Input rows:
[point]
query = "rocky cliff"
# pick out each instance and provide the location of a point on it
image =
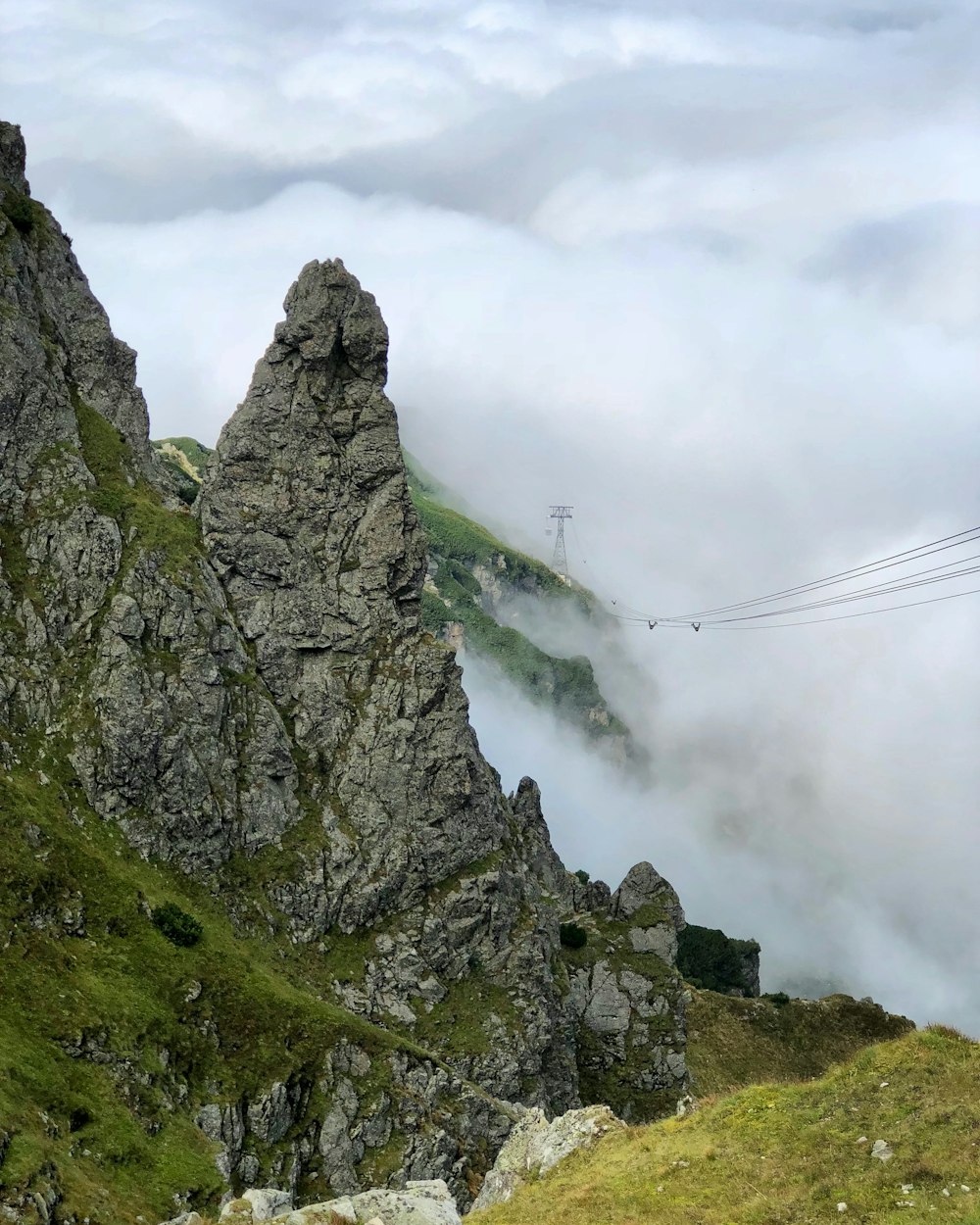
(268, 916)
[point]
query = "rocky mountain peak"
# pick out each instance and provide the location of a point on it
(13, 157)
(244, 705)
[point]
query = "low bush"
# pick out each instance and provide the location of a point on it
(572, 936)
(176, 925)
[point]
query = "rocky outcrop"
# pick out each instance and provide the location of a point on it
(422, 1201)
(246, 696)
(537, 1145)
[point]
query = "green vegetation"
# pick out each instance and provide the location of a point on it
(568, 685)
(572, 936)
(711, 960)
(789, 1154)
(131, 500)
(459, 545)
(20, 211)
(176, 925)
(734, 1042)
(102, 1019)
(185, 461)
(616, 1083)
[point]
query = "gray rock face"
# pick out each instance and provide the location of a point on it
(535, 1146)
(421, 1201)
(253, 685)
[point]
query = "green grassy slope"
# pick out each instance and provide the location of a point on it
(106, 1023)
(185, 461)
(733, 1043)
(459, 545)
(790, 1154)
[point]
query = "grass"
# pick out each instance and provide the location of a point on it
(131, 500)
(734, 1043)
(123, 986)
(773, 1154)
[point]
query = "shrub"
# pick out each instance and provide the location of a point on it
(711, 960)
(572, 936)
(20, 211)
(176, 925)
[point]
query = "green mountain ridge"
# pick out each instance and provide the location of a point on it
(266, 916)
(470, 574)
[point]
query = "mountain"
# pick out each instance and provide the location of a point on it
(475, 597)
(265, 911)
(882, 1137)
(266, 916)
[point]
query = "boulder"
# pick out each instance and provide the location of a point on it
(535, 1146)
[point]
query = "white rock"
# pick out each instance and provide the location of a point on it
(329, 1210)
(535, 1146)
(425, 1201)
(268, 1201)
(882, 1151)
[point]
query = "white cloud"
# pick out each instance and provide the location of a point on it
(710, 278)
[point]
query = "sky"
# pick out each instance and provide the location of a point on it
(707, 272)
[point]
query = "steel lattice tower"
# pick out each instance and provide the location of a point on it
(560, 559)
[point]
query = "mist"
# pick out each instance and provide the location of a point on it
(710, 275)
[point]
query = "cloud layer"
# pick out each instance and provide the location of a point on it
(707, 272)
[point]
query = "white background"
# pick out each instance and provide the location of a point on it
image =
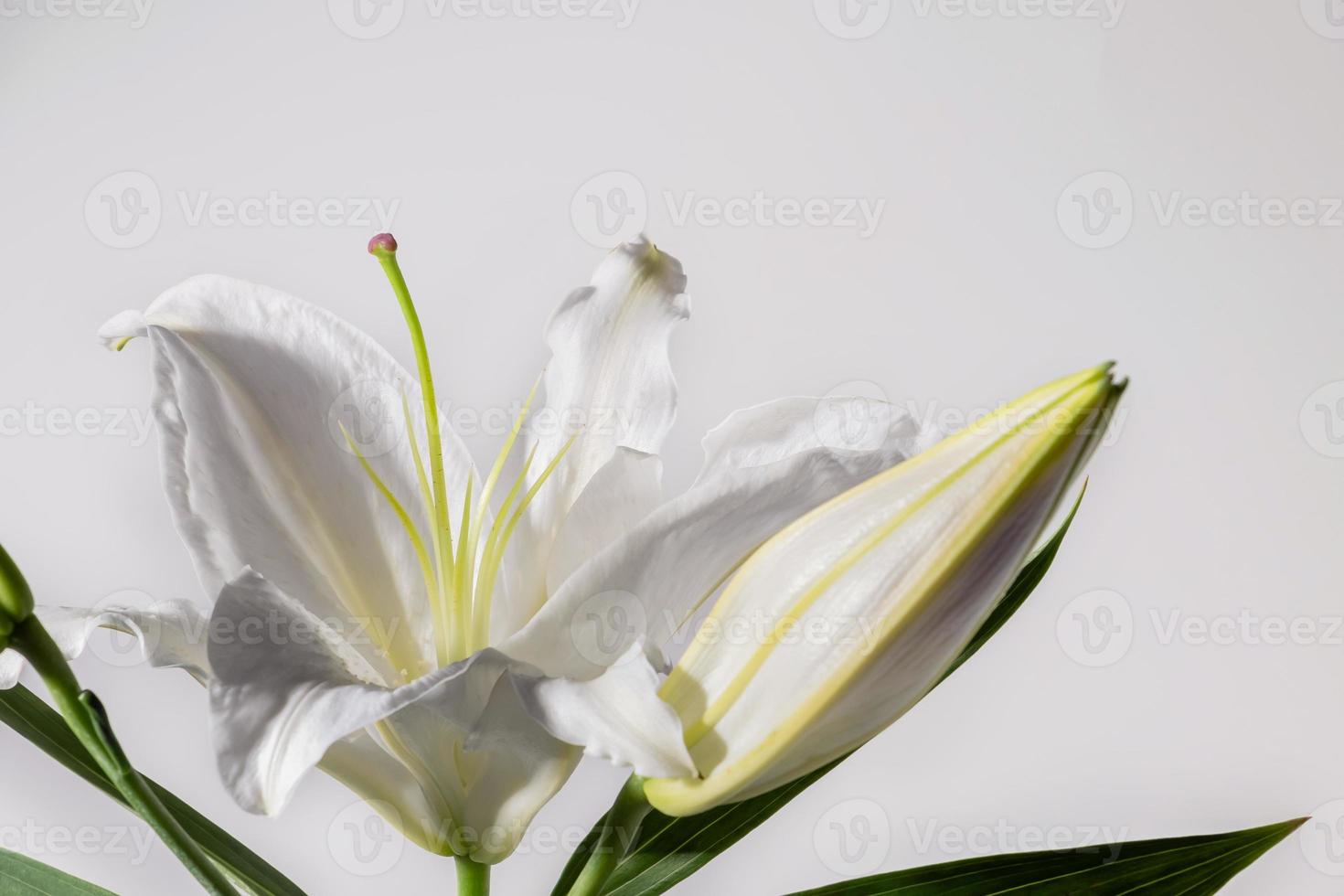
(1221, 496)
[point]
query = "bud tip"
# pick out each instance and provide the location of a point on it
(382, 245)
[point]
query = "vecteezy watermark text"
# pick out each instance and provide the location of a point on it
(134, 12)
(126, 208)
(614, 208)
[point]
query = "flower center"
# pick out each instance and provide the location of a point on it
(461, 584)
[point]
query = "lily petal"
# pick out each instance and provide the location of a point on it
(765, 466)
(251, 389)
(618, 496)
(171, 635)
(475, 735)
(609, 384)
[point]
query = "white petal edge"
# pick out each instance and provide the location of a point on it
(251, 389)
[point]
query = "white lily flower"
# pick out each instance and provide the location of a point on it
(869, 600)
(418, 630)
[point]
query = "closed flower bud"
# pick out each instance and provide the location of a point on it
(843, 621)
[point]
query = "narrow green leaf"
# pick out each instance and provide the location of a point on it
(667, 850)
(1169, 867)
(23, 876)
(43, 727)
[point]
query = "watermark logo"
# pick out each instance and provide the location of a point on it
(1321, 838)
(605, 626)
(854, 837)
(1095, 629)
(1321, 420)
(123, 209)
(611, 208)
(368, 418)
(1326, 17)
(362, 840)
(852, 19)
(854, 417)
(1097, 209)
(366, 19)
(614, 208)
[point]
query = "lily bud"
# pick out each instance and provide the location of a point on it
(15, 595)
(843, 621)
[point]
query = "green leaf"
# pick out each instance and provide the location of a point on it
(667, 850)
(23, 876)
(43, 726)
(1171, 867)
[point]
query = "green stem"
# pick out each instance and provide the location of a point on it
(474, 879)
(89, 721)
(618, 829)
(452, 641)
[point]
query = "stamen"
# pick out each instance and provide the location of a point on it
(411, 531)
(463, 581)
(485, 581)
(436, 589)
(492, 564)
(383, 248)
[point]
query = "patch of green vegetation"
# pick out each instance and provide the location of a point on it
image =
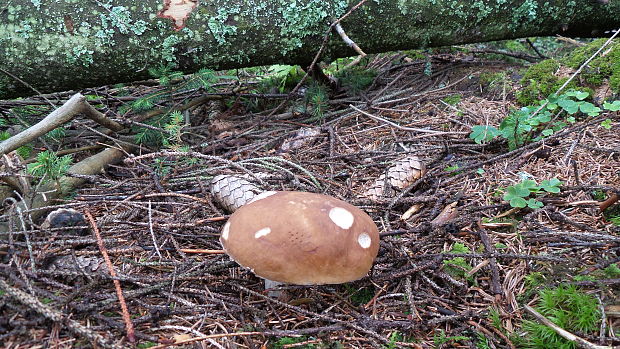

Stated exercise: Which lines in the entries above contain the word "green"? List each such line in full, treating uppercase and lowercase as different.

Output:
query = "green vegetation"
query = "green grassy slope"
query = "green mountain ridge"
query = "narrow green leaf"
query = "green leaf"
query = "green stem"
query = "patch of green vegetation"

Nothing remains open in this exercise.